LISTED ENTRIES:

━━━━━━

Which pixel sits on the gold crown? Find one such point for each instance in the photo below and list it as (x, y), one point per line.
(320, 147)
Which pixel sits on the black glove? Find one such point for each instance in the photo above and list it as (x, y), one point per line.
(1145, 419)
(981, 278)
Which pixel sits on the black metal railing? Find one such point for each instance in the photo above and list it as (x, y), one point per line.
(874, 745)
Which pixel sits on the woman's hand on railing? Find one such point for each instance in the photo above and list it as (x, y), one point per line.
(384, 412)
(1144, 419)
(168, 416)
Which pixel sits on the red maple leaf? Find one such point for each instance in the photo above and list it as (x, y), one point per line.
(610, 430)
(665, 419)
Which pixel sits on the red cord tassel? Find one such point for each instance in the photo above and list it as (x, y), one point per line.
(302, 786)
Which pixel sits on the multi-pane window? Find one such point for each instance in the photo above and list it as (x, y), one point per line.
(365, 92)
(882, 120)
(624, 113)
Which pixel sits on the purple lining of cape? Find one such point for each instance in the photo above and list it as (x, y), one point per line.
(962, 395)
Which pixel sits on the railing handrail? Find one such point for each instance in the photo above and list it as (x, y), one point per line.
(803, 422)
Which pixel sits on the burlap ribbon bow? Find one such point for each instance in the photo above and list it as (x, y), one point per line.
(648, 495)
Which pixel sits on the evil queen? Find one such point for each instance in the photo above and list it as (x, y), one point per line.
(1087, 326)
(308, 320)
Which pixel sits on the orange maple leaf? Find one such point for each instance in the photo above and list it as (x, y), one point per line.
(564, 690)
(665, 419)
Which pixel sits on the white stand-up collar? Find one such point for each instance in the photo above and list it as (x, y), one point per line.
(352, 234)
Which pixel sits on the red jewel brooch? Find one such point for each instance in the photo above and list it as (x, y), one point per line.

━━━━━━

GIVEN INSTRUCTION: Reproduce every one of the records above verbatim, keeping them in their original order.

CORRECT ANSWER:
Which pixel sits on the gold crown? Find one such point for each instance in the photo below and list it as (x, y), one point per line.
(320, 147)
Which pixel sits on the black glove? Find one such point for each instance in the photo above and list it as (x, y), one point per line.
(1145, 419)
(981, 278)
Which pixel sits on the black metal railing? Find one such point for each instance in the photo above and list it as (x, y), one point per line.
(874, 745)
Which pixel sits on the woman's hand on railing? Find one such point for each instance in the photo above and list it as (x, y), one point per line.
(384, 412)
(1144, 419)
(168, 416)
Which pixel sits on the red maple leaf? Find one such point for each instance in the photo above and list it as (x, y), one point per line.
(610, 430)
(665, 419)
Which pixel sits on the red cord tassel? Find one such point for each instance in the photo above and list it as (x, y), one point per line.
(302, 786)
Which pixel sits on the multi-pane window? Find one such point for each instance in the photo above and list it as (x, y), one point per line.
(365, 92)
(882, 120)
(624, 113)
Which pixel sits on the purple lining of cape? Find one such point for each instance in the photo above and list it as (x, y), one point per line.
(962, 395)
Which pixel sits on the railing handrail? Find one such point for each instance in the photo above and list it as (x, y), one point per line.
(803, 422)
Which pixel sits on the burlap ribbon bow? Find one such point for each instance in the photo above and list it as (x, y), one point per line.
(648, 495)
Which pixel sits on the evil queen? Find one such point for each instance in the photo above and list it as (x, y), one point per line.
(1087, 326)
(308, 320)
Which pixel sits on the orange maple leaf? Find one such point for each instance in the photo above and list it as (x, y), one point per line.
(564, 690)
(665, 419)
Which pixel sits on the white stand-up collar? Find one such point for each instance in the photo above and list it as (x, y), one point per line.
(352, 234)
Which pixel sits on the red jewel brooch? Find one such point for each instance in the photo above and list it as (x, y), one point per line.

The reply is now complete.